▸ **Source extract**
□ □ □ □ □
Originally published Nov. 24, 2005
By
Carissa Katz

"It has not necessarily been a flamboyant past, but for me, it has been very rewarding," Cathy Lester wrote in a 1983 letter to the East Hampton Town Democratic screening committee.

Ms. Lester would eventually become East Hampton Town Supervisor, but at the time she was seeking the Democrats' nomination for town trustee, her first foray into town politics. She won the nomination and served for two terms before becoming a member of the town planning board for three years, then a town board member, and finally, in 1995, winning election as town supervisor. Ms. Lester, who was 60, died on Monday. The family did not know the cause of death as of press time.

A baywoman from the age of 16, she was passionate about the town's harbors and bays and determined to protect the natural environment and a way of life she loved. "That led her to a political career that she never envisioned," said Lynn Ryan, Ms. Lester's executive assistant during her second term as supervisor.
□ □ □ □ □
Part of a data file
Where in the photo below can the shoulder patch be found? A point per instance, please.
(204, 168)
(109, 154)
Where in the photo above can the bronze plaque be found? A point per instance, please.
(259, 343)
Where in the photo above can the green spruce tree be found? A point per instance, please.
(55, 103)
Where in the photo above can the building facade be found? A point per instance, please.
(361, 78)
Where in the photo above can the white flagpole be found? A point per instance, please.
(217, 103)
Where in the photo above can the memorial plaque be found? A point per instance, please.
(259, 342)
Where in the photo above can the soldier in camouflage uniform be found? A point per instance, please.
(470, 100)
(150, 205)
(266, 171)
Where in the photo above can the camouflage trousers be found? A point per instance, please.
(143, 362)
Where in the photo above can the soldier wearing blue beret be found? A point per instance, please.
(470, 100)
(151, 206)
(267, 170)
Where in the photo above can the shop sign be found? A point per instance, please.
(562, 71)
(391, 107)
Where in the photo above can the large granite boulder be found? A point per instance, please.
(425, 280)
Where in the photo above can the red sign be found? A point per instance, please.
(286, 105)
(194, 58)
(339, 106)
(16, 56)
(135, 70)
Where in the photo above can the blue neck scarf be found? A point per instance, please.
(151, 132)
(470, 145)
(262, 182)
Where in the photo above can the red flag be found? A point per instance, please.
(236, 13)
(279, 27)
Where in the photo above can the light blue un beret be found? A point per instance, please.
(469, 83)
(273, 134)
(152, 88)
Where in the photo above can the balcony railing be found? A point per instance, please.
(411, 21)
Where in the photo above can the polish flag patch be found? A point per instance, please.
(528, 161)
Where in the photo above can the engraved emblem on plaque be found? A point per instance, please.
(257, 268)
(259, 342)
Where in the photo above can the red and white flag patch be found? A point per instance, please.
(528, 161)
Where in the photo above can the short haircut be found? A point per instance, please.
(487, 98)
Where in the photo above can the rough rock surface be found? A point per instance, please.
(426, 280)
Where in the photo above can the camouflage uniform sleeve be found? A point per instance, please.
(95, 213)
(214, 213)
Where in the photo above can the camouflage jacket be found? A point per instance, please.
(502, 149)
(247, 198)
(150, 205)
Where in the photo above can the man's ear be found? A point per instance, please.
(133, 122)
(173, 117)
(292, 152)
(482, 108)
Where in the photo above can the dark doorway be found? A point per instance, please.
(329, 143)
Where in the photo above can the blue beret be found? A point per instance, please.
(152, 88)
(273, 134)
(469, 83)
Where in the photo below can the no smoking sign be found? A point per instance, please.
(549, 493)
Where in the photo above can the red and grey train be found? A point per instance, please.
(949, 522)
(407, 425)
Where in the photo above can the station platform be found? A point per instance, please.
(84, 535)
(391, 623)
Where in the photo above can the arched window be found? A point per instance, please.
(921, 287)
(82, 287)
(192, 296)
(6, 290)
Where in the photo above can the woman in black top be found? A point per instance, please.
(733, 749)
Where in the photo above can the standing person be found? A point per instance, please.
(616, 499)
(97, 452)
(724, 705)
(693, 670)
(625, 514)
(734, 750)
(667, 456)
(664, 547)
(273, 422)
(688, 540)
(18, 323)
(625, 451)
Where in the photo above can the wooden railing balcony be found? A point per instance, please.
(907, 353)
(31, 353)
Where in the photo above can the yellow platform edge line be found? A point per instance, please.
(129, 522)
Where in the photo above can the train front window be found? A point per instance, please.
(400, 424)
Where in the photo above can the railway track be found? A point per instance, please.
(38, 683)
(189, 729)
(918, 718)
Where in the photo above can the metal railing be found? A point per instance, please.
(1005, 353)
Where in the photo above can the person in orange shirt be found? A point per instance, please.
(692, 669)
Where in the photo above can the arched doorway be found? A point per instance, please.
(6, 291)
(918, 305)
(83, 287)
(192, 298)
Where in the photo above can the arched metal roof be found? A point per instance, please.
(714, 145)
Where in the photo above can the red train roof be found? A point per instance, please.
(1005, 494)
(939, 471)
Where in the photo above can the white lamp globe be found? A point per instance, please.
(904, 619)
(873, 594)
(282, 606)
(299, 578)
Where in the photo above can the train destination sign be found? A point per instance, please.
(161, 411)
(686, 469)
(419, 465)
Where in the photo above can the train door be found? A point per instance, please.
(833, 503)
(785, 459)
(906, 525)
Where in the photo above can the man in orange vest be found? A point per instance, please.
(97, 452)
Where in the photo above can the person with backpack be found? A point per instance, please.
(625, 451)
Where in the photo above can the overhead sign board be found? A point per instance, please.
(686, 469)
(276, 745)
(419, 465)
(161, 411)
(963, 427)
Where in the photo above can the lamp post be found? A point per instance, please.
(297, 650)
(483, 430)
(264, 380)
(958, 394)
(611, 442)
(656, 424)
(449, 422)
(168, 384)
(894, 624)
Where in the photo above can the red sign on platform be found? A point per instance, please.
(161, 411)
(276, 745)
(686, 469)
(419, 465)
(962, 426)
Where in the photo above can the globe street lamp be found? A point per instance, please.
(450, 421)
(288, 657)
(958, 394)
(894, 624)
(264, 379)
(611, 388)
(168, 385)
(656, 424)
□ □ □ □ □
▸ **Given problem A**
Render the entries as a numbered list, leaving out blank lines, starting at the line containing "Where in the photo above can the lamp" and running through the end of the entries, inclusive.
▸ **Given problem B**
Write the next part of the text about Cathy Lester, picking up after its last sentence.

▸ **Response A**
1. Where in the photo above can the lamp post be found? A point per instance, please.
2. (297, 650)
3. (483, 430)
4. (264, 380)
5. (958, 394)
6. (611, 442)
7. (656, 424)
8. (449, 422)
9. (168, 384)
10. (894, 624)
11. Where in the photo above can the red sign on platform be found? A point per instance, please.
12. (161, 411)
13. (276, 745)
14. (686, 469)
15. (419, 465)
16. (962, 426)
17. Where in the photo above can the globe street lamp be found? A point per instance, please.
18. (450, 421)
19. (288, 657)
20. (958, 394)
21. (894, 624)
22. (264, 379)
23. (611, 388)
24. (168, 385)
25. (656, 424)

▸ **Response B**
Born on March 4, 1945, in Southampton and raised in Tuckahoe, Ms. Lester was a daughter of the former Helen Dix and Ruben Shaffer. Her father was a boatbuilder and the co-owner and manager of a boatyard. Growing up, Ms. Lester spent most of her free time with her father at the yard and worked there in the summers. "I seem to have a compelling urge to be near the water," she wrote in that 1983 letter.

She left high school after her sophomore year, and on Sept. 7, 1961, was married to Thomas Lester, an East Hampton bayman. The couple worked together on the bay until the following year, when their daughter, Della Ann, was born. After a few years at home with her daughter, Ms. Lester returned to fishing.

"I think she was as proud of being a baywoman as anything else in the world," said Brad Loewen, her nephew by marriage.

With her husband, Ms. Lester became active in the East Hampton Town Baymen's Association and later was a founding member and president of the Northwest Alliance, a group that led the successful drive for the preservation of the Grace Estate in Northwest Woods and Barcelona Neck.

Both organizations believed that developing the Grace Estate on the banks of Northwest Harbor would harm the harbor's pristine quality and its value as a shellfish resource.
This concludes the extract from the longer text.